(PROVIDED DATA)
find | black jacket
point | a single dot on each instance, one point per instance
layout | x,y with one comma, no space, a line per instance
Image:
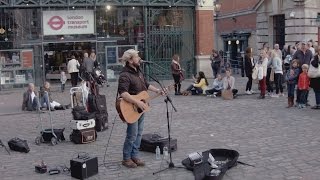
132,81
315,82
(End PROVIDED DATA)
**PROBLEM DESCRIPTION**
An exact reprint of the records above is required, with all pictures left out.

**ANSWER**
find | black jacket
point | a single dot on each instance, one point per instance
layout | x,y with one comma, no space, a line per instance
Image:
132,81
315,82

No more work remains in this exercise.